• _Records to use_:
####

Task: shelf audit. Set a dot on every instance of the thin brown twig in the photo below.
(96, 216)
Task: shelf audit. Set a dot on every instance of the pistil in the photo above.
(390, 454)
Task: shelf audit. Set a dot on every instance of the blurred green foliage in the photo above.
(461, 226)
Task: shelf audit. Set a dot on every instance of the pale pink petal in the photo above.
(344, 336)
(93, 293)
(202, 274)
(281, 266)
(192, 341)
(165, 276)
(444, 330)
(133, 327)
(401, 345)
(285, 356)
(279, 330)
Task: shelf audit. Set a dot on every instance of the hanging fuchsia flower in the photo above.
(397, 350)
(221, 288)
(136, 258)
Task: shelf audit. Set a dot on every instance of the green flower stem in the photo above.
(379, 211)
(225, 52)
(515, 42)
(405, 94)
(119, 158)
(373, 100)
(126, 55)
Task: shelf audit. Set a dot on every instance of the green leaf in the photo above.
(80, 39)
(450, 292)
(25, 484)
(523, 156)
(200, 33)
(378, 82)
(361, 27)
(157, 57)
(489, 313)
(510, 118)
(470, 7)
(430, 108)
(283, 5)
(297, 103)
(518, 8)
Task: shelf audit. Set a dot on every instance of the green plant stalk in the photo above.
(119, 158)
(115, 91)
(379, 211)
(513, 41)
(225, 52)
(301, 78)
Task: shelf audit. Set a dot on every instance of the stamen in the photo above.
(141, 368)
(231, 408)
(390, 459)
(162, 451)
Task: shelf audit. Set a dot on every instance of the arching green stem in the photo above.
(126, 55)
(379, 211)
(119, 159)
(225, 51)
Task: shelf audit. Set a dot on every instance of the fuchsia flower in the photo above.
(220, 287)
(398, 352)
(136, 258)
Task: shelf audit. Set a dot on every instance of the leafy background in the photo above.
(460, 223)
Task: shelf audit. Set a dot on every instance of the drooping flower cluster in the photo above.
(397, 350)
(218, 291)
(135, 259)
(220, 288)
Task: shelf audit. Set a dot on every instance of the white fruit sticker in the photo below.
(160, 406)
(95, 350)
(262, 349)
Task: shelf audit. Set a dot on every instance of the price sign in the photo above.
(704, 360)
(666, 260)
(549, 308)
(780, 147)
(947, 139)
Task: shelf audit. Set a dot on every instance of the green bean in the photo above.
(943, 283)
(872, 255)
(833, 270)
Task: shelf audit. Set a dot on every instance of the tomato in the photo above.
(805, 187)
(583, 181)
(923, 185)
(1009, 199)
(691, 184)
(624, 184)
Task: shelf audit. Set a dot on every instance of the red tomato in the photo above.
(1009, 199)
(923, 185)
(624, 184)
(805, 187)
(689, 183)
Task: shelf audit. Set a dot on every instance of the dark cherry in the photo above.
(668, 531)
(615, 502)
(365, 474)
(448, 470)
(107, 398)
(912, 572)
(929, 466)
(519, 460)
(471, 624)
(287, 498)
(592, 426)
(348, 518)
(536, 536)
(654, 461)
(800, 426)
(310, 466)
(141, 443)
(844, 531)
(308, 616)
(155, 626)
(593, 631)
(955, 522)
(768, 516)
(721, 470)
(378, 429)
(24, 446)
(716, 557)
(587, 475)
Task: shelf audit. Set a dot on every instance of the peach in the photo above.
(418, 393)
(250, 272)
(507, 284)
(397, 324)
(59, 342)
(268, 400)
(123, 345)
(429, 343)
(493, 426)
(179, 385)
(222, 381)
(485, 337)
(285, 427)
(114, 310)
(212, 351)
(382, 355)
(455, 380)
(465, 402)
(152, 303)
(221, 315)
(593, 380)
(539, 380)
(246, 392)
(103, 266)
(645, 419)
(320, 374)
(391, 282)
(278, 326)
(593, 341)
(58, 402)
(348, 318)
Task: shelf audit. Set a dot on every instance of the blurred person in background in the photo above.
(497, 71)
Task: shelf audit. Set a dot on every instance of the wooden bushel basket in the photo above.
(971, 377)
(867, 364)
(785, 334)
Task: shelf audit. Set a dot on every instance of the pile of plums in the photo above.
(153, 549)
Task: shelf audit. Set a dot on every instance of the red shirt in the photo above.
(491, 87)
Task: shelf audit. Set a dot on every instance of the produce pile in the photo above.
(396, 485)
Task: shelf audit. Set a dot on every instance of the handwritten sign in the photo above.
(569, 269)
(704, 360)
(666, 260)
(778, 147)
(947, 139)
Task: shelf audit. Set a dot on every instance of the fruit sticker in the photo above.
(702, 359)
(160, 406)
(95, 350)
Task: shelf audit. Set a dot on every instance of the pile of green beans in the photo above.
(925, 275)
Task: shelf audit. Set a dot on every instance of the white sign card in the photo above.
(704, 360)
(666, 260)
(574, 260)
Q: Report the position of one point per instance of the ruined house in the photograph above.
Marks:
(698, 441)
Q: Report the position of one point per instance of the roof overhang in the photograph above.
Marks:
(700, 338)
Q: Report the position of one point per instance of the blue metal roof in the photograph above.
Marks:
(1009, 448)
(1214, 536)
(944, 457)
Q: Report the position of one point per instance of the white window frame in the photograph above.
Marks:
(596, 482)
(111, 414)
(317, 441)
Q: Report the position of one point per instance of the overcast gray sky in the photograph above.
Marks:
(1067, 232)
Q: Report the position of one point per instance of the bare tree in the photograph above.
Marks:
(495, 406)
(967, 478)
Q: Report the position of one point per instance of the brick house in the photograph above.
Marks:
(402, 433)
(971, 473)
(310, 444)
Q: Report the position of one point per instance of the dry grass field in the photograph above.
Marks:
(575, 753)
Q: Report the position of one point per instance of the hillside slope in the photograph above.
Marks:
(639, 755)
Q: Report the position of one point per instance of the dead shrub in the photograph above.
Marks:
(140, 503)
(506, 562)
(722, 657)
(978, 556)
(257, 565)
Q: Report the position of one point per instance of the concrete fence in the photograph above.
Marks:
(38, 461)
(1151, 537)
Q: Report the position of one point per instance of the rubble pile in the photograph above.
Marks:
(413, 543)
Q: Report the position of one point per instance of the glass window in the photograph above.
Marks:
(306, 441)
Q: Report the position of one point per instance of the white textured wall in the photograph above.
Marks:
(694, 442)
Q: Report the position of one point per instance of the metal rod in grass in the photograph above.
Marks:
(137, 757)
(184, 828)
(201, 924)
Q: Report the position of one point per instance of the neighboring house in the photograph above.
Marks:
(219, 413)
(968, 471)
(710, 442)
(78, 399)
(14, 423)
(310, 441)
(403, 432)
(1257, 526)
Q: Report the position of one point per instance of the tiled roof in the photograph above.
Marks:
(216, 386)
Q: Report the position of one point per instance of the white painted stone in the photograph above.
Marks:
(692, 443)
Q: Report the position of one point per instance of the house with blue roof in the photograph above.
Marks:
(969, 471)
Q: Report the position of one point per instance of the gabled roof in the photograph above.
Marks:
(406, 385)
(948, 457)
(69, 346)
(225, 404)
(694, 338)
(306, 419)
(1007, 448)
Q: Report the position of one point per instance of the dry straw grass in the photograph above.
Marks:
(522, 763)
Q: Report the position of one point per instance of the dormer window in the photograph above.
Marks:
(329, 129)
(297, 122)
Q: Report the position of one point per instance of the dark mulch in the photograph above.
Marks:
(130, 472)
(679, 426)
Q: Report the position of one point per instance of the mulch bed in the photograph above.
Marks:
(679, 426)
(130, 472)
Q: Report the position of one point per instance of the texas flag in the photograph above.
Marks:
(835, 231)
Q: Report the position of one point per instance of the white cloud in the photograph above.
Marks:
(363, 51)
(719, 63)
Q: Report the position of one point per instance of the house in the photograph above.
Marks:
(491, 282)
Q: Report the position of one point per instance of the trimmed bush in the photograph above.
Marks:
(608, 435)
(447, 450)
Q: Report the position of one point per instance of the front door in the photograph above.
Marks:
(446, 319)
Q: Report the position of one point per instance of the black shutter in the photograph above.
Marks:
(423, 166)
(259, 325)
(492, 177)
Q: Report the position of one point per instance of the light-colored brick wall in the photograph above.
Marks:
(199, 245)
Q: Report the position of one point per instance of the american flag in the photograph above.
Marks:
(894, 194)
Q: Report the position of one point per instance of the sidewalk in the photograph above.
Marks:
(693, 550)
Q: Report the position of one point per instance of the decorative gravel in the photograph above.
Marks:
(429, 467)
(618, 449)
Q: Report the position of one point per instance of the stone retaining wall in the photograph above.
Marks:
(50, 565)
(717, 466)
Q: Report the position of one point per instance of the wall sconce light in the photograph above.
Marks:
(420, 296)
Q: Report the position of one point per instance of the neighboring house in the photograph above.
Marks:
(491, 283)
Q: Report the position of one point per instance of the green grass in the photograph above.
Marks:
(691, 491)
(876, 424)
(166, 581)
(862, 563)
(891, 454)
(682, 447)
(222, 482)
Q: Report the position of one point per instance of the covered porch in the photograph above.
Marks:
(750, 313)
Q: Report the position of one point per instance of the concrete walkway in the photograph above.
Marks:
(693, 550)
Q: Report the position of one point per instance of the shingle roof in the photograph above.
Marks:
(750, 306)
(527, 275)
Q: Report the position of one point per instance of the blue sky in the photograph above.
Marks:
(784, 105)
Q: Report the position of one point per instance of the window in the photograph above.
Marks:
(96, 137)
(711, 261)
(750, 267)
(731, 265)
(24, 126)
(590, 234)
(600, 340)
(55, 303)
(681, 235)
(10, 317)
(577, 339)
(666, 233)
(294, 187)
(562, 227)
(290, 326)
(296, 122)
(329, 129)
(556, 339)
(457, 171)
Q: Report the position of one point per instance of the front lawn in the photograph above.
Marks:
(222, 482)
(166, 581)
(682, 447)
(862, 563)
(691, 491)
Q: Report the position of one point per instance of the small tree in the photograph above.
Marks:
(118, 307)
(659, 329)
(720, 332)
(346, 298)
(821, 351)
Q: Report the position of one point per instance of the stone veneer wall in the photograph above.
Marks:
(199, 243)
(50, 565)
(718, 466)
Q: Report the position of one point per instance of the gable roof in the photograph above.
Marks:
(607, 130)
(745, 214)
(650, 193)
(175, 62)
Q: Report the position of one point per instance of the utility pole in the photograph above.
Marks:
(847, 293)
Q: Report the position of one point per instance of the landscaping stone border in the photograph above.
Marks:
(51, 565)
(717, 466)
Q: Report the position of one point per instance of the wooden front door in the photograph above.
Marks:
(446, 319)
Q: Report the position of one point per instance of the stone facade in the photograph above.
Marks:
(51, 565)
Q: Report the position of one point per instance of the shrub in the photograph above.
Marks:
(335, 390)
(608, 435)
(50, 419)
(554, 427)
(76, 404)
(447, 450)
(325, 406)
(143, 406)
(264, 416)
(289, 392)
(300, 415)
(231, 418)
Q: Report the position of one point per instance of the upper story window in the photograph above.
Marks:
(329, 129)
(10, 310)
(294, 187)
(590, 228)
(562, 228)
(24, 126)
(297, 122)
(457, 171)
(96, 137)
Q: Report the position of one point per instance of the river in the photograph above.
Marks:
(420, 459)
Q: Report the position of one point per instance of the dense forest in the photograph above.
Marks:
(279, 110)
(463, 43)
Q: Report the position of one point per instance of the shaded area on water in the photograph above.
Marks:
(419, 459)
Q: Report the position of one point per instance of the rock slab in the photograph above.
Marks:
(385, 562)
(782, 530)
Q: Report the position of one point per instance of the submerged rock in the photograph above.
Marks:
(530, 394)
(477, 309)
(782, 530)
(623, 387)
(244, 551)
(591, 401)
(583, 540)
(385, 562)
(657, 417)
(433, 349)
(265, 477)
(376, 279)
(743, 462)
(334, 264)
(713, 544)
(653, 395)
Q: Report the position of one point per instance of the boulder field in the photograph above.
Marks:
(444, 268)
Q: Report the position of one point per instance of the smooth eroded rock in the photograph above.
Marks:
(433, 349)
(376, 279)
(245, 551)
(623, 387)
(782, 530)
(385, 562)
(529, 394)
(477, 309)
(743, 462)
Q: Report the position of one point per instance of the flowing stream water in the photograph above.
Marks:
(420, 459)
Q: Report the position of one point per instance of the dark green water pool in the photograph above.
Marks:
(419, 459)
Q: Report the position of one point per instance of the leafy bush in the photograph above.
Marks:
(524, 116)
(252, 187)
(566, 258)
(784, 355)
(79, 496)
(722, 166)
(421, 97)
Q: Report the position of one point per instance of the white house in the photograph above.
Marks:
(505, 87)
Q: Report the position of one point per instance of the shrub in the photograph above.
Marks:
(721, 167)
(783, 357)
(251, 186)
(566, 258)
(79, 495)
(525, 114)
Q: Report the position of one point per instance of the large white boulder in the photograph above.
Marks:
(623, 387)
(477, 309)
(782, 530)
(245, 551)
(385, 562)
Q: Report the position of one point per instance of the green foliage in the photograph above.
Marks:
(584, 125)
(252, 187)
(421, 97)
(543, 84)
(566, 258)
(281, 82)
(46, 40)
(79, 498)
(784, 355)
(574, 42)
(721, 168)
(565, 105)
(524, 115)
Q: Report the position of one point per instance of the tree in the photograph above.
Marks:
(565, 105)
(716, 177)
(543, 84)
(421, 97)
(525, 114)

####

• _Exercise details_: Above are the records; copy each line from them that includes the string "rock".

• _Written solution_:
Q: Report the position of one point per instance of the rock slab in the photograph above.
Q: Report the position of one point per instance of the submerged rock in the photograph above.
Q: Report the position of one point per instance of the smooth eroded rock in the photograph above.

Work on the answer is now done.